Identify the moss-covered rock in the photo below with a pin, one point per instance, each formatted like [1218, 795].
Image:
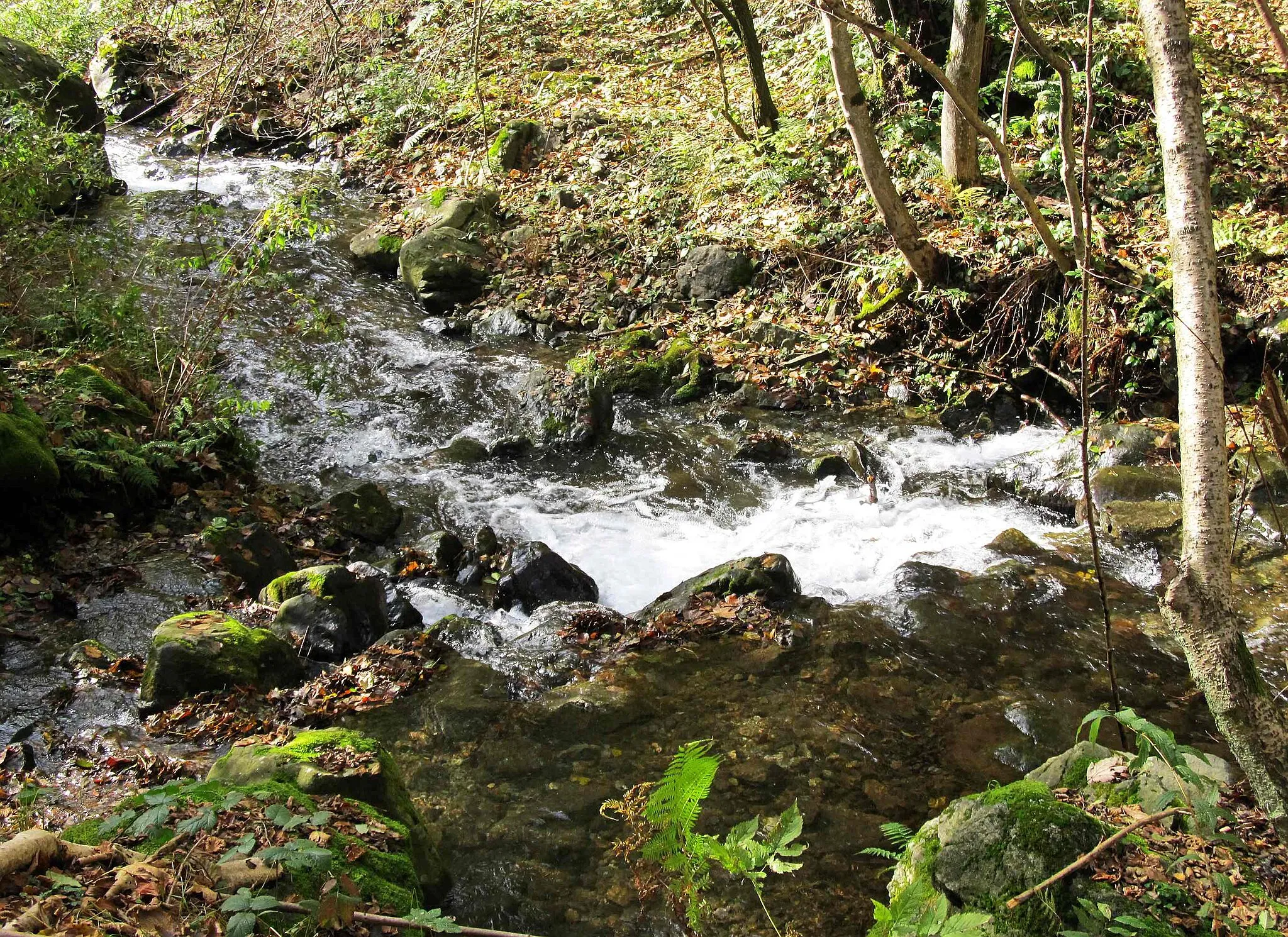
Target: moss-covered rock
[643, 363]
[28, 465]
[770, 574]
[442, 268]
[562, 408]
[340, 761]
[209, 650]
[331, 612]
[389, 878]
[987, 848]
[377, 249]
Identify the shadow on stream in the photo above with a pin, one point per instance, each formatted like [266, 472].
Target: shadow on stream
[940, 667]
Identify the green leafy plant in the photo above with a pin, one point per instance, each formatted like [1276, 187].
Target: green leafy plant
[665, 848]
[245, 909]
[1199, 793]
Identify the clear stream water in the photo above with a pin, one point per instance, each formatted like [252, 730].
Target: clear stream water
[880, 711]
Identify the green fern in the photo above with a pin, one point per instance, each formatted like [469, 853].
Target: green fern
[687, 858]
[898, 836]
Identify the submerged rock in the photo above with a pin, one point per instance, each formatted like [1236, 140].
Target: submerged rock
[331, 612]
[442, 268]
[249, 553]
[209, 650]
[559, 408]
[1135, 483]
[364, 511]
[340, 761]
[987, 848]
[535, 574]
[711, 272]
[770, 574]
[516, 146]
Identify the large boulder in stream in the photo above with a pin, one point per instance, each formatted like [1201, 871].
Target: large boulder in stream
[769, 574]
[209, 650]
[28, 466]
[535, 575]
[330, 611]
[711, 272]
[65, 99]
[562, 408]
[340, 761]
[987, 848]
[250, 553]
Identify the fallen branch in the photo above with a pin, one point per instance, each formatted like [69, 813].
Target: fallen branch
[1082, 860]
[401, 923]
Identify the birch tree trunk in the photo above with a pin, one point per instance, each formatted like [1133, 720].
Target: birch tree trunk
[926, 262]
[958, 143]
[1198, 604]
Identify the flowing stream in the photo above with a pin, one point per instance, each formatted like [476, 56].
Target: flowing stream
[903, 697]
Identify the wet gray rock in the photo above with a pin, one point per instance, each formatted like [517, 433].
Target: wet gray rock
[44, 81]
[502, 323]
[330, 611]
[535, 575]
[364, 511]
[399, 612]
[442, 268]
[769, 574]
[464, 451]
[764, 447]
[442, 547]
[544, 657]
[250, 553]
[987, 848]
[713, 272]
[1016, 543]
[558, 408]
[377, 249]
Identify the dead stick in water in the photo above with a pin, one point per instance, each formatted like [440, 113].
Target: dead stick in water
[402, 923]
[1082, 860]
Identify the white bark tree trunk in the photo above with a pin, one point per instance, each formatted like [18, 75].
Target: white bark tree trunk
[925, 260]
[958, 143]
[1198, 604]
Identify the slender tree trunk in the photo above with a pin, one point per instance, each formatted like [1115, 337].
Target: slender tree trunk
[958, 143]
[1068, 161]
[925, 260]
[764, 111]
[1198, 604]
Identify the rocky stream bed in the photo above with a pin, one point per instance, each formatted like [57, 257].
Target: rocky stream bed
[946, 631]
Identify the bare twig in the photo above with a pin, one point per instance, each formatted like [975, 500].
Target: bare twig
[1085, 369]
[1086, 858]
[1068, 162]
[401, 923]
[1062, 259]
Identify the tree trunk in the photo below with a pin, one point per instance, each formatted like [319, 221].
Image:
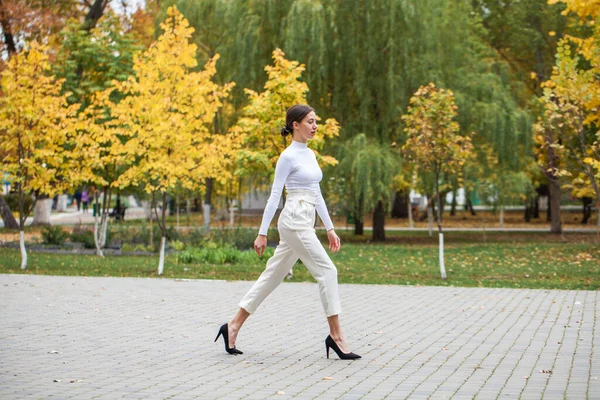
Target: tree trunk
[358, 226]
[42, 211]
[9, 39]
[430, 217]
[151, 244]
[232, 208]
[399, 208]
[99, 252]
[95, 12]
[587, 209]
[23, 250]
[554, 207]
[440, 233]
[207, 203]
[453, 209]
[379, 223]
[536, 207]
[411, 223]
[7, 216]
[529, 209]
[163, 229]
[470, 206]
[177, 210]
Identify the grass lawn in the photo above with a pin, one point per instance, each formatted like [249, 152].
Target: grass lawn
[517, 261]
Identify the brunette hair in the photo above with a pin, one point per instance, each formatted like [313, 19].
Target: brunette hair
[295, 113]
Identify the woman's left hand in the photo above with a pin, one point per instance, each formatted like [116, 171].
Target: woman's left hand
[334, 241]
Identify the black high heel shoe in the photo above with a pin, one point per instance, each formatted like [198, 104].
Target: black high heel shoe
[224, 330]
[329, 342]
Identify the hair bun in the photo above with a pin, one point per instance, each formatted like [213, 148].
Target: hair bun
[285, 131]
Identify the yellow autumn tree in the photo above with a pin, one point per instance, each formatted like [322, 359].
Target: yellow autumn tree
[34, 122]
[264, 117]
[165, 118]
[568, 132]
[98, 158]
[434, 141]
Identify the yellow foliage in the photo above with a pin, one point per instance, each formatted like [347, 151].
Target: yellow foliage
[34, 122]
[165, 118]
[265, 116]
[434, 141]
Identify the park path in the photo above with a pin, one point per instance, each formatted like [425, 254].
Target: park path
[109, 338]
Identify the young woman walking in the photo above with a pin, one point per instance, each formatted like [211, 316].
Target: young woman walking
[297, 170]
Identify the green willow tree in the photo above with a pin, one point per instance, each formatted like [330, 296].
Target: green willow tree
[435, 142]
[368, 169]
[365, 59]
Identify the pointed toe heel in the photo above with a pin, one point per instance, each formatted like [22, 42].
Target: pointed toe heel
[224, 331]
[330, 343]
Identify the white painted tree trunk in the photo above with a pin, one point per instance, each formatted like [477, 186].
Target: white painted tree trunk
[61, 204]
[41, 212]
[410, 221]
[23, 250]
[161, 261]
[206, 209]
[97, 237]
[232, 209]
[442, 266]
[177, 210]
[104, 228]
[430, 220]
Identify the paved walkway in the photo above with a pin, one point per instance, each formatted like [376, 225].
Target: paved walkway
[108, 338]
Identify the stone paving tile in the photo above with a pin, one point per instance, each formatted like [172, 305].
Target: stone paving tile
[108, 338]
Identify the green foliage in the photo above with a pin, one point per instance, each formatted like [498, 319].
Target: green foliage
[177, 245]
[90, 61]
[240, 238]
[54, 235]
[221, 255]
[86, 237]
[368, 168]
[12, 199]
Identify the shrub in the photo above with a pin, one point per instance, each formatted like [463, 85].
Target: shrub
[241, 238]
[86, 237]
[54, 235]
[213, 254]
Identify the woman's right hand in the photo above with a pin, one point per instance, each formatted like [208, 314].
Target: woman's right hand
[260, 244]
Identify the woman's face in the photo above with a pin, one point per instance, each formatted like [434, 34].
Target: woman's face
++++++++
Print all of the records above again word for word, leaving out the pictures.

EXPECTED OUTPUT
Identify the moss-covered rock in the photo below with a pin, one point per instance, each formatted like [1218, 795].
Image:
Target: moss-covered rock
[643, 363]
[28, 465]
[770, 574]
[442, 268]
[562, 408]
[340, 761]
[209, 650]
[331, 612]
[389, 878]
[987, 848]
[377, 249]
Identify the shadow on stream in the photo above with a pin, one point per instance, each formatted like [266, 472].
Target: shadow on stream
[940, 667]
Identify the green leafy plant in the photo above with a pin, one point per instance, each formatted like [1276, 187].
Target: green leafy plant
[665, 848]
[245, 909]
[1199, 793]
Identify the clear stream water in the photo above with a pin, one point per instance, each formatted like [252, 730].
Target: clear stream water
[880, 711]
Identify the green fern in the photo above with a pin, one point per instance, each formatted like [469, 853].
Target: green fern
[687, 858]
[898, 836]
Identify the submerged rock in the photo above with a pin, one point per instance, each formatted like [1236, 140].
Target: submerged rock
[331, 612]
[442, 268]
[249, 553]
[209, 650]
[559, 408]
[1135, 483]
[364, 511]
[340, 761]
[987, 848]
[535, 574]
[711, 272]
[770, 574]
[516, 146]
Identify the large boulder in stream in the photo above with a pin, one point per instance, each formatted like [1201, 871].
Target: large boulder in stream
[769, 574]
[209, 650]
[28, 466]
[535, 575]
[330, 611]
[711, 272]
[65, 99]
[562, 408]
[340, 761]
[987, 848]
[250, 553]
Identify the fallen branch in the photo above with a pin, one point per instance, each formatted like [69, 813].
Target: fallen branch
[1082, 860]
[401, 923]
Identify the birch tree trunk in the photo above with a pin, one point per instance, each formatted like [1133, 720].
Target: birch tree trunk
[926, 262]
[958, 143]
[1198, 604]
Identify the flowing stream in the photo above with a pin, one point per instance, each formatted like [476, 56].
Target: flowing stream
[903, 697]
Identify the wet gray rock in the photo above with a pin, one point per instance, each formatted like [517, 433].
Target: wet gray rock
[44, 81]
[502, 323]
[330, 611]
[535, 575]
[364, 511]
[399, 612]
[442, 268]
[769, 574]
[464, 451]
[764, 447]
[442, 547]
[544, 657]
[250, 553]
[987, 848]
[713, 272]
[1016, 543]
[558, 408]
[377, 249]
Identify the dead stick in water in the photo above with a pin, one point per instance, each formatted like [440, 113].
Target: dead stick in water
[402, 923]
[1082, 860]
Identify the white bark tree trunk in the photo above with a pin, one point per instance, each formatted like [18, 75].
Target: white bark tree trunk
[925, 260]
[958, 143]
[1198, 604]
Identify the slender tree trunk in the photo above with a pin, one point per instance, each formatted like [1115, 337].
Target: slender tree trunk
[958, 143]
[1068, 161]
[925, 260]
[764, 111]
[1198, 604]
Identify the rocky stream bed in the photo above with a pin, one point per instance, each formatted like [57, 257].
Target: rocky stream bed
[946, 631]
Identify the bare twig in the photo above with a pin, one point per instance, each formatted like [975, 500].
Target: bare twig
[1085, 369]
[1086, 858]
[1068, 162]
[401, 923]
[1062, 259]
Identify the tree trunk in the photo below with a pin, one point per instance, each formatted like [319, 221].
Image:
Target: tree trunk
[358, 226]
[42, 211]
[9, 39]
[430, 217]
[151, 244]
[232, 208]
[399, 208]
[99, 252]
[95, 12]
[587, 209]
[23, 250]
[554, 207]
[440, 233]
[207, 203]
[453, 209]
[379, 223]
[536, 207]
[411, 223]
[7, 216]
[529, 209]
[163, 229]
[470, 206]
[177, 210]
Identify the grass lawn in the photo above with a pin, one point per instance, each formatted like [249, 152].
Target: grass lawn
[517, 261]
Identify the brunette hair in the photo above with a pin, one point per instance, each formatted like [313, 19].
Target: brunette hair
[295, 113]
Identify the woman's left hand in the photo above with a pin, one point per instance, each formatted like [116, 171].
Target: woman's left hand
[334, 241]
Identify the black high heel shoe in the photo above with a pin, one point per instance, each formatted like [198, 104].
Target: black high heel shoe
[224, 330]
[329, 342]
Identify the hair bun in the photo above with a pin, one point per instance, each formatted like [213, 148].
Target: hair bun
[285, 131]
Identify the yellow autumn tree in the photo above with a pin, one point per instance, each formatted like [322, 359].
Target: yellow autumn tree
[34, 122]
[264, 117]
[165, 118]
[568, 132]
[98, 158]
[434, 141]
Identify the yellow foliage in the photo above with a pin, one point per instance, each formatted like [347, 151].
Target: yellow foliage
[34, 122]
[165, 118]
[265, 116]
[434, 141]
Identify the park path in the photo above with a pin, one point per instance, each formatted like [425, 254].
Target: park path
[109, 338]
Identify the young woman walking in the photo above with a pin, one point per instance, each formatted like [211, 316].
Target: young woman walking
[297, 170]
Identify the green willow tree in the photo above with a pin, one point per instance, each formatted like [330, 296].
Target: green willow tree
[435, 142]
[368, 169]
[365, 59]
Identify the pointed toe heel in the photo above with a pin, one point per instance, each formatted like [22, 42].
Target: pointed toe heel
[224, 331]
[330, 343]
Identify the white painted tree trunk in the photo above with a pin, one point per instance, each formatted like [477, 186].
Target: white painted tree trunk
[61, 204]
[41, 212]
[410, 221]
[23, 250]
[161, 261]
[206, 209]
[97, 237]
[232, 209]
[442, 266]
[177, 210]
[104, 228]
[430, 220]
Identify the paved walkway in the photo above with a pin, one point per instance, each formatted like [376, 225].
Target: paved walkway
[108, 338]
Identify the stone paving tile in the photo above with a pin, one point per instance, each formatted like [172, 305].
Target: stone paving tile
[108, 338]
Identify the green foliage in the photo above with a pin, one point per instance, each formatted like [498, 319].
Target: green foliage
[177, 245]
[90, 61]
[240, 238]
[54, 235]
[221, 255]
[86, 237]
[368, 168]
[12, 199]
Identify the shrub in the photo above with a pin, one point per instance, each formatted like [463, 85].
Target: shrub
[241, 238]
[86, 237]
[54, 235]
[213, 254]
Identify the woman's right hand in the photo above with a pin, one point per instance, each formatted like [208, 314].
Target: woman's right hand
[260, 244]
Identify the woman's face in the photo above with a pin, one point per instance, each formatted like [434, 34].
Target: woman's face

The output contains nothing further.